## EXTRACT
====

There are some high moments -- the voice acting comes off as genuine and movie-esque as far as I'm concerned, and I especially appreciate plot points worked into game mechanics. For example, as Ron finds himself intoxicated by a love potion, you must control the smitten character while he bobs and weaves slowly through Hogwarts, pink hearts floating all around him. And to cure him of this spell, Harry must mix together a potion in class, which is a separate gaming component, equally entertaining. The game provides good entertainment for Potter fans when story bleeds seamlessly into gameplay and I therefore wish this happened more frequently and with less transparency.
Half-Blood Prince is divided into four parts, including exploration, potions, dueling and, topping it all off, Quidditch. The action switches predictably between these elements and eventually shows repetition -- if you go a half hour without mixing together some magical elixir, you will wait for the looming cut-scene introducing a potions test. If you explore the castle for too long, you will find yourself dueling with a wizard at some point, or whisked off to a Quidditch match another. Portions of Hogwarts remain locked until you've completed these various challenges and thus Harry's sixth year at the school unfolds in a much more linear fashion than you might expect, both good and bad. Good because it means EA is able to guide you along to the next big event. Bad because you lose some exploratory freedom and in turn diminished suspension of disbelief.

====

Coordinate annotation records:
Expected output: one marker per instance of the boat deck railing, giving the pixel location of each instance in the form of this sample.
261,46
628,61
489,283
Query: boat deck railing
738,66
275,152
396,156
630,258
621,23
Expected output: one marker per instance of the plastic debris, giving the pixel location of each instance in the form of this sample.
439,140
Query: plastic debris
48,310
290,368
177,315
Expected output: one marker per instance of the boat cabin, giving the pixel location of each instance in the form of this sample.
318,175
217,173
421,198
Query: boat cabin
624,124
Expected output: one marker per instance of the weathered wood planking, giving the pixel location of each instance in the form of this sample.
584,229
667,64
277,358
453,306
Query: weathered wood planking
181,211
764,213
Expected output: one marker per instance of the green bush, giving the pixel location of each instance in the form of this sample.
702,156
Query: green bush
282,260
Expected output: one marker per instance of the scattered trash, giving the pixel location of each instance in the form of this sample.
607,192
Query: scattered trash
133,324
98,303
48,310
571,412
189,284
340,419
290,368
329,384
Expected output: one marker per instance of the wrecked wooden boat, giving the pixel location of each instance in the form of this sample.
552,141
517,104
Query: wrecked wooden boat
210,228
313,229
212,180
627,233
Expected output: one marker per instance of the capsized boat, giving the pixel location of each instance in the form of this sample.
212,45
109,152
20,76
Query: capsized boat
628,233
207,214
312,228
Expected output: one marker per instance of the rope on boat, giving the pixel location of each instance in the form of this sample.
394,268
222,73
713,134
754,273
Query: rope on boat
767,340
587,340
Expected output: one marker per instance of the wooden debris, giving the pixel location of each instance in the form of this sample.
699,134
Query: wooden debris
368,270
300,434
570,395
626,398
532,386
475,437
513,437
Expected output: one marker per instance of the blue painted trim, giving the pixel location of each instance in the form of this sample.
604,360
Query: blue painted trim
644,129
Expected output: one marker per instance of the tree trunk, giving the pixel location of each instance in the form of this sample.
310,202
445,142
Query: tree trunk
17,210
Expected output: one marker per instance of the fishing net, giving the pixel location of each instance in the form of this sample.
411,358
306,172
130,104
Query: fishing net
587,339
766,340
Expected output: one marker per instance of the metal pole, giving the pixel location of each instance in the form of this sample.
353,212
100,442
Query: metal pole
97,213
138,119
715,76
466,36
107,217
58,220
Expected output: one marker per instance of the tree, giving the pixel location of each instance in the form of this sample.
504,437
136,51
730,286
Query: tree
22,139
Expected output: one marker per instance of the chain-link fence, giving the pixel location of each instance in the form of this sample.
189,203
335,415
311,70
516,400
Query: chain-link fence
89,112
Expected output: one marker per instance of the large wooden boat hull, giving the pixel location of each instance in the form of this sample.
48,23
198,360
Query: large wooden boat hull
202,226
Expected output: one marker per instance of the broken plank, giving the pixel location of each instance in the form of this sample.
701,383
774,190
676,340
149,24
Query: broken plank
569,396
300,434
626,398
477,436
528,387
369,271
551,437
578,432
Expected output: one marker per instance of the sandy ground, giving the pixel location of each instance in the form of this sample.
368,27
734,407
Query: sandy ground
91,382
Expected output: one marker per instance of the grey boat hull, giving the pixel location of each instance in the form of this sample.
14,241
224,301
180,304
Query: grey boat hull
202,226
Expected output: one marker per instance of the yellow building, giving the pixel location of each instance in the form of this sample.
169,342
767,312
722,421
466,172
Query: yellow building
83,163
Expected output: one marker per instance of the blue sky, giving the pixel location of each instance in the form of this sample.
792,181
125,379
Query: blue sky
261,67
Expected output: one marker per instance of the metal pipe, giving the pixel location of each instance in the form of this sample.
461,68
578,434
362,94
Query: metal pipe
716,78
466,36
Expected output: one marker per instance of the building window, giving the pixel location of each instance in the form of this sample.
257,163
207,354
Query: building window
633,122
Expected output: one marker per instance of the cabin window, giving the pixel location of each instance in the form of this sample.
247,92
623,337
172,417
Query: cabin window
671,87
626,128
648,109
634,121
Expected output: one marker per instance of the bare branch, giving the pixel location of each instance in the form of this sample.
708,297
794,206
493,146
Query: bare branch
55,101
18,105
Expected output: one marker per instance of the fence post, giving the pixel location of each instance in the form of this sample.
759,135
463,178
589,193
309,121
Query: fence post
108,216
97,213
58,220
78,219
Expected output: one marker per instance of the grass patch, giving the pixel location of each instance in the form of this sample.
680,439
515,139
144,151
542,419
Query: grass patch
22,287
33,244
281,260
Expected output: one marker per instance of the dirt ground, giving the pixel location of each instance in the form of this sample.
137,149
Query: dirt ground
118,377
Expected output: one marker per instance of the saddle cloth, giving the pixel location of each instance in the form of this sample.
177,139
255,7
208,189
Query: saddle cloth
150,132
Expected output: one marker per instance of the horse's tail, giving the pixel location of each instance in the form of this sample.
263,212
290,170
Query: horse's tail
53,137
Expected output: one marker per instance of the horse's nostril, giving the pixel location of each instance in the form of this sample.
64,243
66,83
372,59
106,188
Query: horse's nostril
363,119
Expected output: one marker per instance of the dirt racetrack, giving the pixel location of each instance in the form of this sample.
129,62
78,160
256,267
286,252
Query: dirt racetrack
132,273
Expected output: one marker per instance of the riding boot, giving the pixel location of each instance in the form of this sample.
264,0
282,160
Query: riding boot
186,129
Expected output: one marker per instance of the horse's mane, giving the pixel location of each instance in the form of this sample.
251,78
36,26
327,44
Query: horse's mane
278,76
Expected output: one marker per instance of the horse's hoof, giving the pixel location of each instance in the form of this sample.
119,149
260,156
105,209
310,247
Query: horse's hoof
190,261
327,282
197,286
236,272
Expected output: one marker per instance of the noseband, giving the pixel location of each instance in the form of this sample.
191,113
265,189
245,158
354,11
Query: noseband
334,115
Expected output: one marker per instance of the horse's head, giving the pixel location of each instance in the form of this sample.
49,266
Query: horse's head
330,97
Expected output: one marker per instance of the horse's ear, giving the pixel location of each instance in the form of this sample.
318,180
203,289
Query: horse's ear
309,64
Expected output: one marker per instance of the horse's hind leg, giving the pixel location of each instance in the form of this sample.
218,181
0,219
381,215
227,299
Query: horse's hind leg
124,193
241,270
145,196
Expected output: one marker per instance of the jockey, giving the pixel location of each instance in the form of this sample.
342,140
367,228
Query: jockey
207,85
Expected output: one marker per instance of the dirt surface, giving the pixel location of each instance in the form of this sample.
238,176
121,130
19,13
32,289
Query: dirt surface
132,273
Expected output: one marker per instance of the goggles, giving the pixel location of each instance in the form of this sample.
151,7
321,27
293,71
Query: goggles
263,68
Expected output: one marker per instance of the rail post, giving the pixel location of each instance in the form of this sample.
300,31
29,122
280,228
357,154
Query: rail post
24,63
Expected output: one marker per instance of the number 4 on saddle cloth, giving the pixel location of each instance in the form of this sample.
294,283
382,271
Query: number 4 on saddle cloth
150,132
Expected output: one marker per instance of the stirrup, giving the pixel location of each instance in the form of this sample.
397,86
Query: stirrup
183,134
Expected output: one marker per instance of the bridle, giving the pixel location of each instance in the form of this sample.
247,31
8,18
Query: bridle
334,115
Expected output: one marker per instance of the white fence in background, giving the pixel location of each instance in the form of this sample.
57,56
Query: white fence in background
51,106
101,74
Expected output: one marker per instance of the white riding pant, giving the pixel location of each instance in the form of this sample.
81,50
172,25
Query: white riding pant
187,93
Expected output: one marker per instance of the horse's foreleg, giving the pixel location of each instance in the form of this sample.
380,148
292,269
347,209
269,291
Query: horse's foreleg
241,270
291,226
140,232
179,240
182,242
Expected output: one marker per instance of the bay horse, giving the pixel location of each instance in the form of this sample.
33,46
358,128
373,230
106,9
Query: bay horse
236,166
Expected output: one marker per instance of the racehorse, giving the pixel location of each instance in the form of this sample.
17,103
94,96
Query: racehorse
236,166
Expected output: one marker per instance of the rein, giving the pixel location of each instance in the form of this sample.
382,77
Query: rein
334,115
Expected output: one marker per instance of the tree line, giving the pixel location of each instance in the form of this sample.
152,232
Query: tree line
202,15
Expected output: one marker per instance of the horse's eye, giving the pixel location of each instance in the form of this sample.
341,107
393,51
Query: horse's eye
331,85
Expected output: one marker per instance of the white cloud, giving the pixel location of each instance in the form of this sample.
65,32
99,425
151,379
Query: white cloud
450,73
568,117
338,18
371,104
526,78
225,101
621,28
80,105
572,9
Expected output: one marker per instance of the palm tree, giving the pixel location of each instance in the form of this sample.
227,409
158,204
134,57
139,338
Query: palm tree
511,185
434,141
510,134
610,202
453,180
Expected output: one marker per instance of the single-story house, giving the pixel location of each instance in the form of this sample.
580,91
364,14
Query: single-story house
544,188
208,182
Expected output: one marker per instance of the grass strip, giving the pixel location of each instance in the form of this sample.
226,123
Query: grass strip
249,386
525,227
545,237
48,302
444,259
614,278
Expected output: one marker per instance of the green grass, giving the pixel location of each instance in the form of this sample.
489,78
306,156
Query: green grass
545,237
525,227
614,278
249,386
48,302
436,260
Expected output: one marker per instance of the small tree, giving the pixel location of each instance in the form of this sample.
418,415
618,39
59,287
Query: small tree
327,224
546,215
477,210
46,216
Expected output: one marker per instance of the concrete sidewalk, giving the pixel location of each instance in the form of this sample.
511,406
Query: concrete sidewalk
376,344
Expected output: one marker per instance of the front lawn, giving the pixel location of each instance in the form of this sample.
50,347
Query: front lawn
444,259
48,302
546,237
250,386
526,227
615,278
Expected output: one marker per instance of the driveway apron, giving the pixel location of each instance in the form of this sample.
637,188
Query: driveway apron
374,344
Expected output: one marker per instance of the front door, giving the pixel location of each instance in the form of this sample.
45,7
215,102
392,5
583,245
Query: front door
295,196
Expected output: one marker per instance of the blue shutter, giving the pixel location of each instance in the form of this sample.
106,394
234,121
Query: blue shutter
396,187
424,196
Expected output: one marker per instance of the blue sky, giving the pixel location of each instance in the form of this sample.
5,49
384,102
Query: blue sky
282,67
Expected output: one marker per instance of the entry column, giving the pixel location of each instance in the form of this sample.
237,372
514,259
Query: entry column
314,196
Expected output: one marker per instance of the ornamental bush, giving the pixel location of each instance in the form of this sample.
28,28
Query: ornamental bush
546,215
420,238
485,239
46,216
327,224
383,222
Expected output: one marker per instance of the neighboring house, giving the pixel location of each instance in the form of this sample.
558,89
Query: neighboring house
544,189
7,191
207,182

====

## STATED GOAL A
Repeat the passage of the Half-Blood Prince review between "Half-Blood Prince is" and "suspension of disbelief.", inclusive.
## STATED GOAL B
Decide whether each statement agrees with the Half-Blood Prince review, answering yes or no and quoting the words of the review that settle it:
(i) The game is split into four parts.
(ii) Harry cures Ron of the love potion by winning a duel.
(iii) Some areas of Hogwarts stay locked until certain challenges are finished.
## STATED GOAL C
Answer these questions from the Half-Blood Prince review:
(i) What floats around Ron while he is under the love potion?
(ii) Which of the game's four parts comes last, "topping it all off"?
(iii) Which of Harry's years at the school does the game follow?
Answer using only the Half-Blood Prince review.

## TASK SOLUTION A
Half-Blood Prince is divided into four parts, including exploration, potions, dueling and, topping it all off, Quidditch. The action switches predictably between these elements and eventually shows repetition -- if you go a half hour without mixing together some magical elixir, you will wait for the looming cut-scene introducing a potions test. If you explore the castle for too long, you will find yourself dueling with a wizard at some point, or whisked off to a Quidditch match another. Portions of Hogwarts remain locked until you've completed these various challenges and thus Harry's sixth year at the school unfolds in a much more linear fashion than you might expect, both good and bad. Good because it means EA is able to guide you along to the next big event. Bad because you lose some exploratory freedom and in turn diminished suspension of disbelief.

## TASK SOLUTION B
(i) Yes: "Half-Blood Prince is divided into four parts"
(ii) No: "to cure him of this spell, Harry must mix together a potion in class"
(iii) Yes: "Portions of Hogwarts remain locked until you've completed these various challenges"

## TASK SOLUTION C
(i) Pink hearts.
(ii) Quidditch.
(iii) His sixth year.